Source »
********************

2012 Contest: An Interview with Nonfiction Judge Maggie Nelson

Jul 31, 2012Archive, Interviews

Interview by BARRY GRASS

Black Warrior Review‘s annual nonfiction contest might not be very old, but it’s already established a tradition of being judged by the best names in literary nonfiction writing. Lia Purpura judged our inaugural nonfiction contest, and John D’Agata did the judging last year. 2012 is no exception, as none other than Maggie Nelson will judge!

Maggie Nelson is the author of four books of nonfiction: a critically acclaimed work of art and cultural criticism, The Art of Cruelty: A Reckoning (Norton, 2011); a meditation on the color blue, Bluets (Wave Books, 2009); a critical study of poetry and painting, Women, the New York School, and Other True Abstractions (University of Iowa Press, 2007; winner of the Susanne M. Glasscock Award for Interdisciplinary Scholarship, and a Creative Capital/Andy Warhol Foundation Arts Writers Grant); and an autobiographical book about sexual violence and media spectacle, The Red Parts: A Memoir (Free Press, 2007; named a Notable Book of the Year by the State of Michigan). Wouldn’t you like your nonfiction contest submission to be read by her? Of course you would!

In order to get to know Maggie a little bit better, I asked her a few questions about writing, music, and (as always, with me) food:


Black Warrior Review: The biggest issue in nonfiction writing this year has been the dustup over The Lifespan of a Fact. There were so many articles and debates and panels and brouhahas over that book, seemingly mostly from people who hadn’t read the book itself, just the early snippets that appeared in Harper’s. I don’t know how you feel about the whole thing (personally, I’m staunchly pro-D’Agata here), but I think you’ll agree with me when I say that there’s something stifling about the limited way in which we talk about nonfiction writing in this country. What do you think it is going to take – from readers, writers, journalists, etc. – for the discussion about nonfiction writing to move past debates over veracity and into debates about artistic merit, or anything else?

Maggie Nelson: Well, at the risk of sounding tautological, it’s going to take people focusing on issues beyond and besides veracity, as that debate kind of misses all the action. (Which is maybe fine – let the action be elsewhere, untouched & spreading.) I want to write about books like Dodie Bellamy’s The Buddhist, for example, which mixes together all kinds of important issues about contemporary nonfiction in one work (i.e. the gendered nature of the debates, the differences—or lack thereof—between experimental and more mainstream types of writing, the differences between blog writing and book writing, digital and print media/head space, and so on). You could say publications like the NYTBR need to get their heads out of their asses and review more literary nonfiction rather than uninventive memoirs, presidential biographies, and gimmicky, “Blink” style nonfiction books, but why wait for them to do so? There’s no shortage of good literary nonfiction out there, and its fans know it. It’s exploding.

BWR: What’s the best thing you’ve eaten this year?

********************

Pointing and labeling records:

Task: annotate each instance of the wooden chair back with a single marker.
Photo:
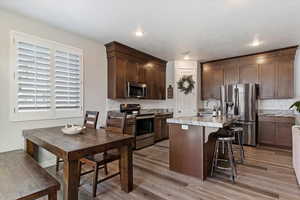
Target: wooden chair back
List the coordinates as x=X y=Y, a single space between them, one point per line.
x=90 y=119
x=115 y=122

********************

Problems to work on »
1/ Scale the records by writing out all their lines again, requests included, with every coordinate in the answers multiplied by 0.55 and rounded to a whole number, halves rounding up. Leave the pictures out.
2/ Carry on the interview with Maggie Nelson from the point where it stops.
The interview and the records were taken from unrelated sources.

Written responses »
1/
Task: annotate each instance of the wooden chair back with a single marker.
Photo:
Target: wooden chair back
List the coordinates as x=X y=Y, a single space between them, one point per line.
x=50 y=65
x=63 y=67

2/
MN: A strawberry popsicle after about 30 hours of labor. I threw it up soon after, but it was amazing going down.

BWR: When you open up a literary journal, what are you looking for out of its nonfiction section? Which is to say, what do you value, as a reader, in a magazine?

MN: Good sentences. An editorial impatience with uninteresting ones.

BWR: You are a writer that is often associated with the Lyric Essay. I find that term to be quite useful, but I’ve come to realize that many people use that term to mean wildly different things. Do you use Lyric Essay to describe your, or other’s, writing? If so, how do you characterize it?

MN: I don’t use it to describe my work, because I’ve never written anything that I thought of explicitly as an essay. (I’m trying to write more essay-like things now – it’s very different, and I don’t really have a clue how to do it.) On the other hand, I conceived of both my books The Red Parts and Bluets as continuous flows, albeit jagged up into titled or numbered pieces, and so treating them each as one long essay also seems kind of right. I don’t mind if anyone calls my work “lyric essay”; I don’t care much about classification, as it comes after the fact of the writing. “Lyric essay” likely covers a lot of writing that I like, but honestly, and I’m just speaking personally here, the words themselves kind of bug me. They make it sound like the pieces have to be self-contained and pretty, song-like. Whereas some of the work I like the most is more chafing, awkward—ugly, even. And sometimes sprawling—think of Wayne Koestenbaum’s recent Anatomy of Harpo, for example. That’s why I usually stick with the broader, albeit pretty boring, moniker, “creative nonfiction.”

BWR: What are your top 5 favorite albums?

MN: I can’t answer for all time, but I’ll tell you the records I’ve been listening to most often, most recently: Gillian Welch’s The Harrow and the Harvest, Murder City Devils (self-titled), Azealia Bank’s 1991, sitar by Subruto Roy Chowdhury, Woody Guthrie’s Nursery Days, and two amazing records by good friends, Tara Jane O’Neil’s A Ways Away and Lhasa Sela’s last record before her totally unfair & untimely death (self-titled, Lhasa).